▶ **What to work on**: List each line in the rows below that contains the string "snow", copying every such line in full.
Start The data
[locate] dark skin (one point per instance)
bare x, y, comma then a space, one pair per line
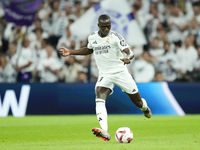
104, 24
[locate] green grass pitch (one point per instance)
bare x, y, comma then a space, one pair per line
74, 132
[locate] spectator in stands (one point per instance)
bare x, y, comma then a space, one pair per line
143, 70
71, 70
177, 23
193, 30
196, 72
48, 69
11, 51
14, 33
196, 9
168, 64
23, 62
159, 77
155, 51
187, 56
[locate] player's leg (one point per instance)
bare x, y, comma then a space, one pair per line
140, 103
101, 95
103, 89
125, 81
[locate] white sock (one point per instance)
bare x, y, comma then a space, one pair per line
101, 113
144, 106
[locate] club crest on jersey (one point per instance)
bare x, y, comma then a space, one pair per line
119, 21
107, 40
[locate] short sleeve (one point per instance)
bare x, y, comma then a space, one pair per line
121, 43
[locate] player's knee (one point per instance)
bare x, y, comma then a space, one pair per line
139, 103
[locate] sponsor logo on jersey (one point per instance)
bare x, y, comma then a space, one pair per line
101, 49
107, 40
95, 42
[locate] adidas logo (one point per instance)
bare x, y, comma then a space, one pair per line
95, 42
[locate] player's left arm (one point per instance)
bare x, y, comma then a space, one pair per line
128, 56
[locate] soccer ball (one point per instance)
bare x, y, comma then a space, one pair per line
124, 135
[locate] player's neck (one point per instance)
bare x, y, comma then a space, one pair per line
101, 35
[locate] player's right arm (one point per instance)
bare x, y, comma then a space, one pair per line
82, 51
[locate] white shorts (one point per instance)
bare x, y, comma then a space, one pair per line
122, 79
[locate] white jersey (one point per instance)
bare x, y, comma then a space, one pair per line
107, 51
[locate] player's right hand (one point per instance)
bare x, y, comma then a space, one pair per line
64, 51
End The data
Start The data
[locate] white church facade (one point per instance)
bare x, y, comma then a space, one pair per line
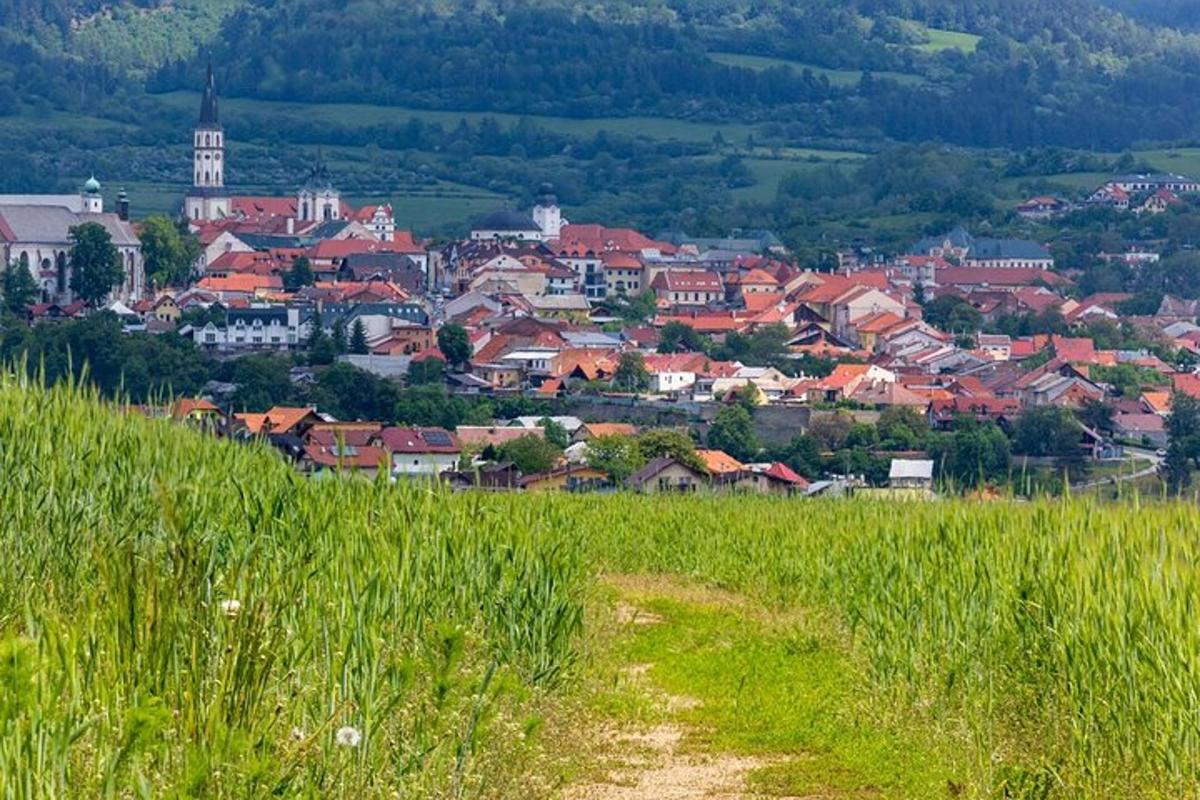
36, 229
End The data
Start The data
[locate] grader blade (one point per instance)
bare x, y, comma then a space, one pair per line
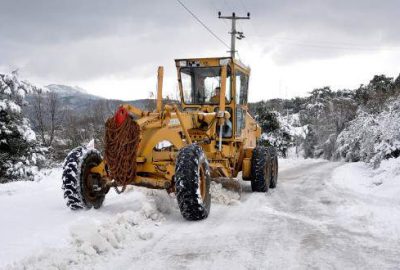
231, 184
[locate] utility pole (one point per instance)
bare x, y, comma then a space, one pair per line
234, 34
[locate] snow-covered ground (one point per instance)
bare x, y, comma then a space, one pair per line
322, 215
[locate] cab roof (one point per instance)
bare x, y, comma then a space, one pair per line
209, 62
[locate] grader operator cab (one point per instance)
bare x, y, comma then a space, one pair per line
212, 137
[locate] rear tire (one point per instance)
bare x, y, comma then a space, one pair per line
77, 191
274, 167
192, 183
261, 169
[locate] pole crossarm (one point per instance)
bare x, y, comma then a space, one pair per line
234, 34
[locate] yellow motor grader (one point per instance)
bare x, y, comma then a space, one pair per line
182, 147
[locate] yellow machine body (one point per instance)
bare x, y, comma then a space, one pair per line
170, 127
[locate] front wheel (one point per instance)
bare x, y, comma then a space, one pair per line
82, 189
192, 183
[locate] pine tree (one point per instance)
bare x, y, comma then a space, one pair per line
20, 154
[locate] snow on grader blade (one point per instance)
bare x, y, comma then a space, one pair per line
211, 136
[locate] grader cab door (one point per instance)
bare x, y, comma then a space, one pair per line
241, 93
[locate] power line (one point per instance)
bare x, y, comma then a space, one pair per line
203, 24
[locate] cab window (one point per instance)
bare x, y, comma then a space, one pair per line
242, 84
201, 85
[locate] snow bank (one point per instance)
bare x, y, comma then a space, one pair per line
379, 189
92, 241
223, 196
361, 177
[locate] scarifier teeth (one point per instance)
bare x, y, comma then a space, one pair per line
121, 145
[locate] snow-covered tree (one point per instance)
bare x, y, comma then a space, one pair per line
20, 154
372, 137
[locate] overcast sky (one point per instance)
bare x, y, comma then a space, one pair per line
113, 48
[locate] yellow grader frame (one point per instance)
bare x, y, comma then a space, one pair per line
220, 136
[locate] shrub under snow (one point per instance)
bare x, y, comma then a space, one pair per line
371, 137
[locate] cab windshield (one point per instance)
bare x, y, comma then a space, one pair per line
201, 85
End The data
▶ **Solution for this problem**:
[locate] snow-covered ground (one point per instance)
[locate] snow on grader blade (one point per instance)
[locate] snow bank (one point per instance)
[locate] snow-covered tree (one point per instance)
[locate] shrub under snow (one point per instance)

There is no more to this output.